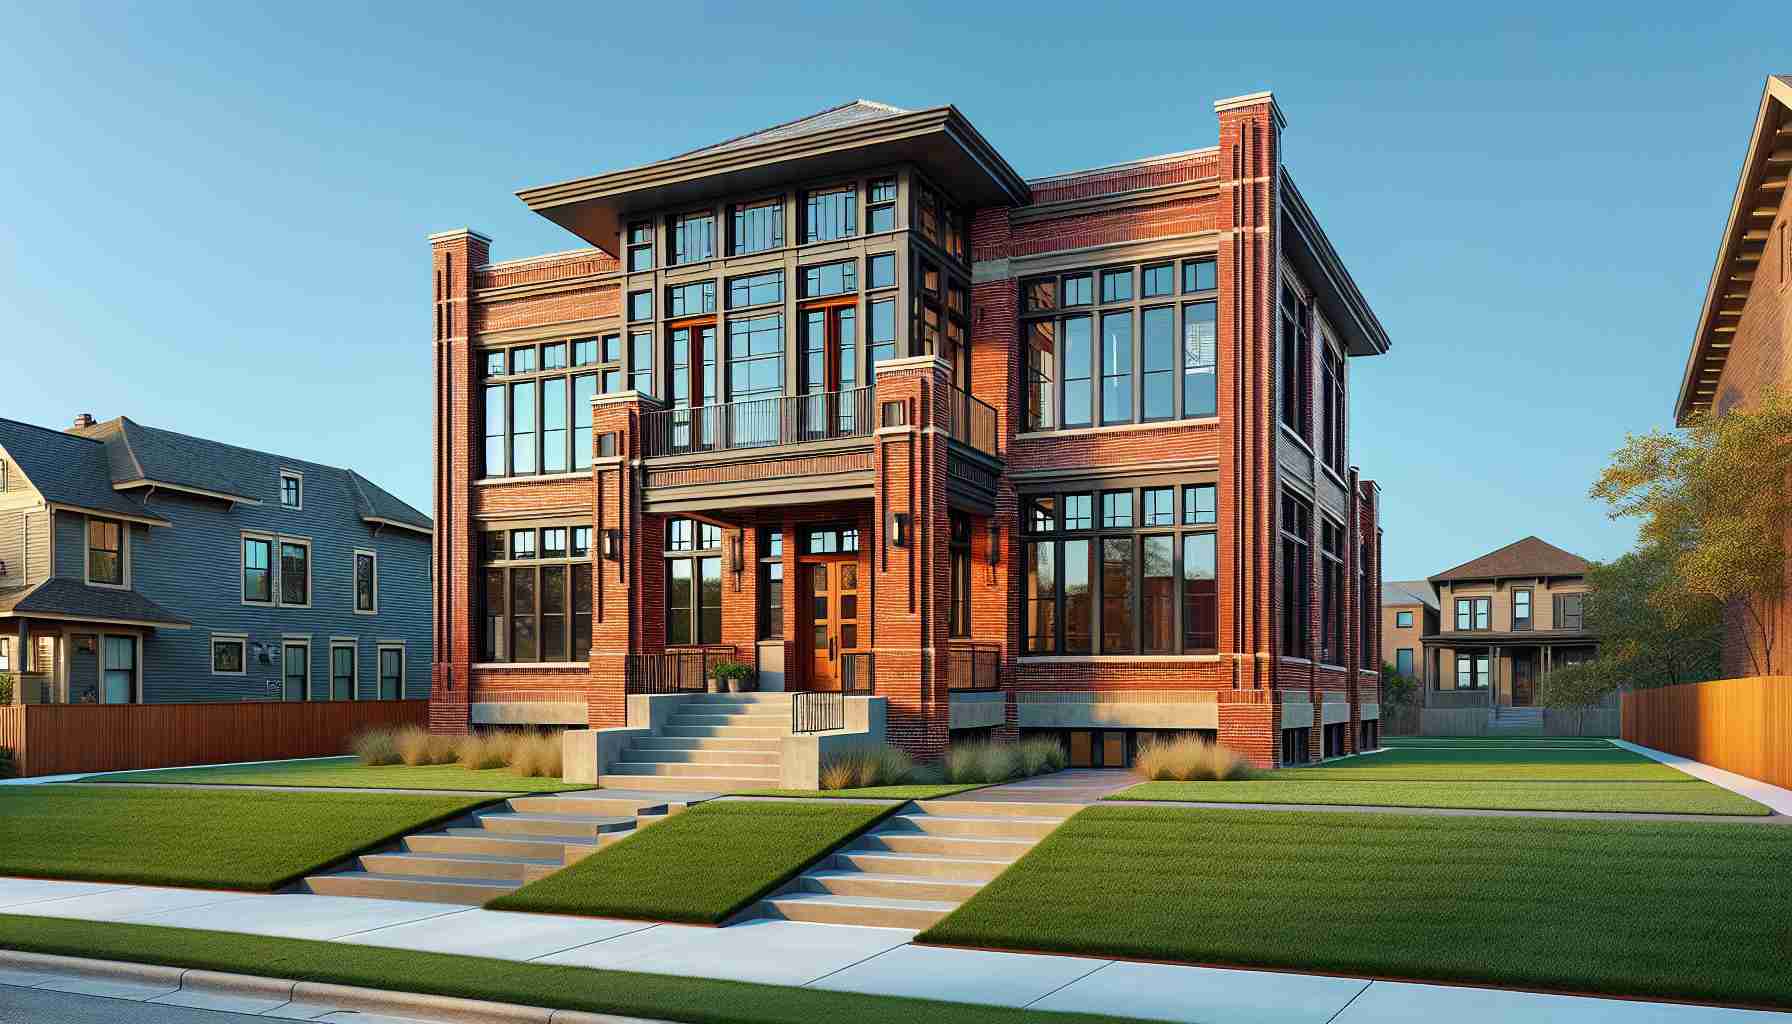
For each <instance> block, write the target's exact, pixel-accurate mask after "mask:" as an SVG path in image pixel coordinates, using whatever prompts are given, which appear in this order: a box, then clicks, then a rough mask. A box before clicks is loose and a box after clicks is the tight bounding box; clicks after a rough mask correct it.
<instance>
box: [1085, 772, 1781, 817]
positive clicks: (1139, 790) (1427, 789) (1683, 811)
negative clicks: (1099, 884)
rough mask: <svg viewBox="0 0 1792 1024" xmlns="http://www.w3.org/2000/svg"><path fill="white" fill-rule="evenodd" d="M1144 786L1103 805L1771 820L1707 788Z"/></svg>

*ABOUT THIS EXERCISE*. Reproduce every entry above in full and exactly, though not its pictures.

*EXERCISE SOLUTION*.
For each <instance> block, write the target's exact, pixel-accurate mask after "mask:" as an SVG path in image pixel coordinates, using whatever prompts are given, which appear in this order: a box, then clicks, then a rough mask. A box before clicks is loose and a box after clicks is the tight bounding box; clicks after a rough mask correct it.
<instance>
box: [1085, 772, 1781, 817]
positive clicks: (1139, 790) (1427, 789) (1683, 811)
negative clicks: (1099, 884)
rough mask: <svg viewBox="0 0 1792 1024" xmlns="http://www.w3.org/2000/svg"><path fill="white" fill-rule="evenodd" d="M1144 786L1103 805L1771 820L1707 788Z"/></svg>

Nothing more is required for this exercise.